:: Source passage ::
===============
Baking a Blog
One of my 2015 New Year’s resolutions was to finally turn my "I should write about this" notes into actual writing. So here we are! My first ever blog post! One of the things holding me back when it came to creating a blog is picking one of the many available blog frameworks, there’s just too many to choose from! I wanted something that’s easy to use and easy to back-up. Original post
Just this week I ran into JBake completely by accident (we were working with GVM and I just clicked all the links I didn’t know on that page to see what it was about). Before I hadn’t even thought of using a static blog genererator but when I started reading about it, it made perfect sense!
- It’s Java based (and Java is awesome)
- It generates static HTML (so it gets indexed just fine by any search engine)
- It can use groovy templates (Groovy is well, groovy)
- It can generate posts from MD or AsciiDoc (which is convenient since most my notes are in MD format anyway!)
===============
:: Exercise objective ::
Carry on the blog post about choosing JBake from the point where it stops. The items after this point are separate material, apart from the blog post.

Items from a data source
===============
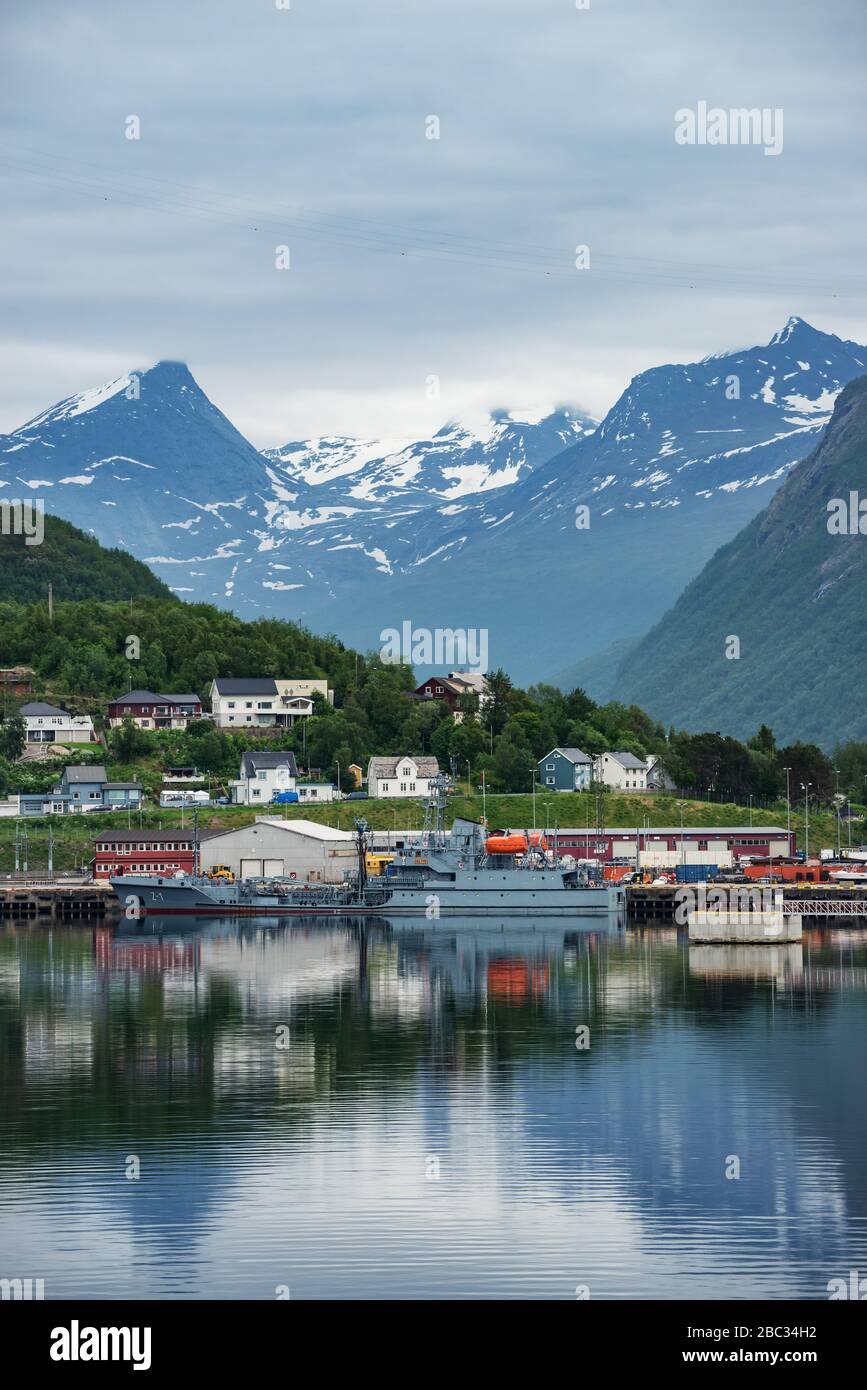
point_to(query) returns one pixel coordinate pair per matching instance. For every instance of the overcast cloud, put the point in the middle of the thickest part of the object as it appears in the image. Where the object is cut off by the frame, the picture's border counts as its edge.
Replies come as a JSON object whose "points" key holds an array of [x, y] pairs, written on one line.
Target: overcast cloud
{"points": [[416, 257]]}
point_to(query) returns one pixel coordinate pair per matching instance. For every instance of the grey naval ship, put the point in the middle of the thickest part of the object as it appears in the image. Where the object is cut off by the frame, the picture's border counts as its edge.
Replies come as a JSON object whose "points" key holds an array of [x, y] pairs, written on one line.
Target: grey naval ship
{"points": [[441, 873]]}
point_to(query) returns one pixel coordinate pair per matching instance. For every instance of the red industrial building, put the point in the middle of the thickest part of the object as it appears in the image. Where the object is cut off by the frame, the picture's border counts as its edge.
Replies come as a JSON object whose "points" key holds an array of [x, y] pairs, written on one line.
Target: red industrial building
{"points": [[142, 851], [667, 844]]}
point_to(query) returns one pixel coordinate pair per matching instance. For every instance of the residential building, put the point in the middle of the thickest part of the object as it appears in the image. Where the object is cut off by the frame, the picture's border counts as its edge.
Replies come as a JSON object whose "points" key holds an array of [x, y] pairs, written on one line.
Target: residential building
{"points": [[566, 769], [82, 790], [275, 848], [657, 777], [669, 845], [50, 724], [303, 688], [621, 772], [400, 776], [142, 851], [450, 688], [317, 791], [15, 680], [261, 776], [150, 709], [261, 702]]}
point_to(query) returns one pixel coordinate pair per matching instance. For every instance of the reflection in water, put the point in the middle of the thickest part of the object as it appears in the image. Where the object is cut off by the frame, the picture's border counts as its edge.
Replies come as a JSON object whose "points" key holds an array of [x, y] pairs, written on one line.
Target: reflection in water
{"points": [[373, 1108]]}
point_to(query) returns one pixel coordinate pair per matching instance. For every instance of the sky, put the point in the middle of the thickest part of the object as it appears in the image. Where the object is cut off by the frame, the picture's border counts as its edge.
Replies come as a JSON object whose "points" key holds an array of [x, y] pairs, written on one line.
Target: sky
===============
:: Task result ::
- It has code highlighting built-in (which is, when you want to blog about code, somewhat of a must)
- The source of your blog can just be a git repo (so that solves the back-up issue)
Getting JBake to run is very simple:
- Download JBake
- unzip it to a location of your choice
- you add the /bin directory to your path
- create a directory somewhere and move into it (mkdir blog, cd blog)
- run jbake (jbake.bat when you’re on Windows) with the --init option to initialize a blog
- run jbake without any options to generate the static site
Presto! You now have a blog ready to upload in the blog/output directory. By default it uses Freemarker as the template engine but by running init with the groovy ("jbake --init groovy") or thymeleaf ("jbake --init thymeleaf") option you can use Groovy or Thymeleaf templates. I personally prefer the Groovy templates so I went with those.
It also generates sample content (blog posts and an about) in the content directory. You have the option to use markdown, asciidoc or plain HTML. Although I have my notes in markdown I opted for asciidoc since it seems to have more features. You can mix and match if you want but I’m a sucker for consistency.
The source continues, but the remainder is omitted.